— RECORDS TO PROCESS —

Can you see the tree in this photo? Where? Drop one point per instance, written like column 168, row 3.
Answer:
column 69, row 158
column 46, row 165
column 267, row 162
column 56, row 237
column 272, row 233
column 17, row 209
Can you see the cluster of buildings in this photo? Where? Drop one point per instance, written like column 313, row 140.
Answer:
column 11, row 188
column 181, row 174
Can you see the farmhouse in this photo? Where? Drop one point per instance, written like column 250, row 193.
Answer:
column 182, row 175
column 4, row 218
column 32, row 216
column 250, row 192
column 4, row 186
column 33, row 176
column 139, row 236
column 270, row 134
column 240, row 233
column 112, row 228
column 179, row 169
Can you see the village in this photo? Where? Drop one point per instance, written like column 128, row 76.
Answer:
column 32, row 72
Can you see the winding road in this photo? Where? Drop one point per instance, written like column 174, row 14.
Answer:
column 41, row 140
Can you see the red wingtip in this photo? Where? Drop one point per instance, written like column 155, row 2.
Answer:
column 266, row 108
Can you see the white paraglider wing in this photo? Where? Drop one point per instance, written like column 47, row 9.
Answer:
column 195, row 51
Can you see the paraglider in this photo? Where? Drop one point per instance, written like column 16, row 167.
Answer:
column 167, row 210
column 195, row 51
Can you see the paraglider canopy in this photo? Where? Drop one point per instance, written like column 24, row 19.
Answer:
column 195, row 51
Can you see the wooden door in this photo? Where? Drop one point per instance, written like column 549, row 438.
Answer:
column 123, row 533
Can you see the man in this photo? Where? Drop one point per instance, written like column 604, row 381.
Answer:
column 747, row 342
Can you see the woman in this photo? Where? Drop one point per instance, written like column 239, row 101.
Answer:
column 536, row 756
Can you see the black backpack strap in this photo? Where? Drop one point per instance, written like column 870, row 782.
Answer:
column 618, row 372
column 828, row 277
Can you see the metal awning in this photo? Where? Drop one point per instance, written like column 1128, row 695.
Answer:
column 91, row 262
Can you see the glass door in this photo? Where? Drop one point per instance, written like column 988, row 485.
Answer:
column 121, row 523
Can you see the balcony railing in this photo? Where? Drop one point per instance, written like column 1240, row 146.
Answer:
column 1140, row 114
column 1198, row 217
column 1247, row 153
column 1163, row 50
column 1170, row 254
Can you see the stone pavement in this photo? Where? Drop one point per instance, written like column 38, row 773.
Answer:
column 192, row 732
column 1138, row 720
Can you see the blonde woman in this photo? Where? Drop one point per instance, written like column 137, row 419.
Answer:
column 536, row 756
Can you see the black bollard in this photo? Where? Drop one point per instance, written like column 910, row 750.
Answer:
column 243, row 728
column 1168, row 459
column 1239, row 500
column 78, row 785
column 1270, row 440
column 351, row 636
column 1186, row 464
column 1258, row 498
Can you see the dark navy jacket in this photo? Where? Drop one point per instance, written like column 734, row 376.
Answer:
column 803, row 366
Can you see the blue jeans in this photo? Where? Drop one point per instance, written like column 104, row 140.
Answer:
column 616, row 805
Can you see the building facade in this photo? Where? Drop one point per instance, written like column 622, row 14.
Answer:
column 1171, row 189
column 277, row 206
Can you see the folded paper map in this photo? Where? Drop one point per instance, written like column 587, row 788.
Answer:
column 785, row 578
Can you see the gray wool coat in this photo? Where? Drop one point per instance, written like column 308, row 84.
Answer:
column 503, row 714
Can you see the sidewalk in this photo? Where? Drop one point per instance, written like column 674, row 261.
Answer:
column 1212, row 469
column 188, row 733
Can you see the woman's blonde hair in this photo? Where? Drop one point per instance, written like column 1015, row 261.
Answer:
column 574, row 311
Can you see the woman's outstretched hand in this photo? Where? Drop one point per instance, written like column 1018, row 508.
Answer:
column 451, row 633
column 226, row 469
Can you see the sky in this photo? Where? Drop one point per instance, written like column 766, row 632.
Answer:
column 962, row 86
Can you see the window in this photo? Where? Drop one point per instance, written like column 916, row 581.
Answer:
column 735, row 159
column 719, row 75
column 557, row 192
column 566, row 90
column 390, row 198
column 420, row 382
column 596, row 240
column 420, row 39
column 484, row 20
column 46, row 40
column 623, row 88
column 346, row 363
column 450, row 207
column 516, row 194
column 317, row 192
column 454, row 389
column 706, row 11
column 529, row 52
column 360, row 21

— WHAT THIS TASK INVOLVES —
Copy out the full listing above. Keep every word as it is.

— EXERCISE ANSWER —
Can you see the tree in this photo? Where? Drop one point per instance, written like column 168, row 3.
Answer:
column 69, row 158
column 46, row 165
column 267, row 162
column 56, row 237
column 272, row 233
column 17, row 209
Can you see the cluster of buildings in this photo? Where? Drop one point per instance, written like column 313, row 140.
Answer:
column 11, row 188
column 181, row 174
Can you see the farmhouse in this photo? Where? Drop one point per instance, written like column 250, row 193.
Answer:
column 182, row 175
column 4, row 218
column 32, row 216
column 250, row 192
column 4, row 186
column 33, row 176
column 139, row 236
column 270, row 134
column 240, row 233
column 112, row 228
column 179, row 169
Can you see the village in this photo? Where? Drop one point per instance, written like column 128, row 76.
Answer:
column 32, row 72
Can you see the winding road in this photo? Where? Drop one point per instance, written like column 174, row 14.
Answer:
column 41, row 140
Can you see the red wingtip in this photo? Where? Drop one point per instance, written like column 155, row 2.
Answer:
column 266, row 108
Can you see the white paraglider wing in this photo? Where? Drop one point per instance, written like column 47, row 9.
Answer:
column 195, row 51
Can you see the paraglider in this photo? Where? Drop one point per instance, written like column 16, row 167.
Answer:
column 167, row 210
column 195, row 51
Can you see the paraglider canopy in this photo? Where? Drop one point per instance, written like column 24, row 19.
Answer:
column 195, row 51
Can you see the wooden door in this photo? Where? Drop one point per instance, written like column 549, row 438.
Answer:
column 123, row 533
Can you see the man in this photo? Where? Drop one point per instance, written like column 604, row 381.
Answer:
column 747, row 342
Can you see the woman in this photo? Where? Drop one point per instance, written like column 239, row 101.
Answer:
column 536, row 756
Can you see the black backpack strap in this photo? Where? Drop one point per instance, written like column 870, row 782.
Answer:
column 618, row 372
column 828, row 277
Can you see the metal awning in this photo? Where? Drop one point per instance, written like column 1128, row 695.
Answer:
column 91, row 262
Can you see the glass door in this photo? Where? Drop one point per instance, written like column 988, row 485.
Answer:
column 121, row 523
Can you see the balcony railing in this photo? Where? Drop one point per instance, written like column 1240, row 146.
Answer:
column 1140, row 114
column 1198, row 217
column 1247, row 153
column 1163, row 50
column 1170, row 254
Can you see the stone pavement in this photo? Where? Drop one point per instance, written like column 38, row 773.
Answer:
column 192, row 732
column 1138, row 720
Can you see the blonde woman in this photo? Where? Drop one point per instance, written like column 137, row 419.
Answer:
column 536, row 756
Can you see the black bollard in this photo? Where? Drop one point per instance, written like column 910, row 750.
Answer:
column 243, row 728
column 1168, row 459
column 1239, row 500
column 78, row 785
column 1270, row 440
column 351, row 636
column 1186, row 464
column 1258, row 498
Can you see the dark navy jacket in this photo? Where? Drop one point per instance, written like column 734, row 376.
Answer:
column 803, row 366
Can you see the blue jeans in this photo? Where? Drop one point per instance, written like column 104, row 140.
Answer:
column 616, row 805
Can you see the building facade in this photo? Where? Drop one point per instance, written like column 622, row 14.
Answer:
column 1171, row 189
column 277, row 206
Can you see the folded paper map in this photo? Where? Drop one point per instance, written like column 587, row 788.
Answer:
column 785, row 578
Can you see the gray wool coat in this photo? Where? Drop one point per instance, written like column 308, row 84.
Answer:
column 503, row 714
Can you see the sidewalk in this photo? Where? Drop one point per instance, written like column 674, row 261.
Answer:
column 1212, row 469
column 188, row 733
Can you see the woman's blonde hair in this photo? Where? Drop one point per instance, written like column 1015, row 261.
Answer:
column 574, row 311
Can you see the woman's outstretched hand in this photo? Where? Drop one point per instance, written like column 1018, row 508.
Answer:
column 451, row 633
column 226, row 469
Can you see the sky in this photo? Where? Drop one point per instance, written like column 766, row 632.
Answer:
column 962, row 86
Can you see the window in this photo? Where? Drop one point per instance, written like column 916, row 581.
Answer:
column 735, row 159
column 719, row 75
column 557, row 192
column 566, row 90
column 390, row 198
column 420, row 382
column 596, row 240
column 420, row 39
column 484, row 20
column 46, row 40
column 623, row 88
column 346, row 363
column 450, row 207
column 516, row 194
column 317, row 192
column 454, row 389
column 706, row 11
column 529, row 52
column 360, row 21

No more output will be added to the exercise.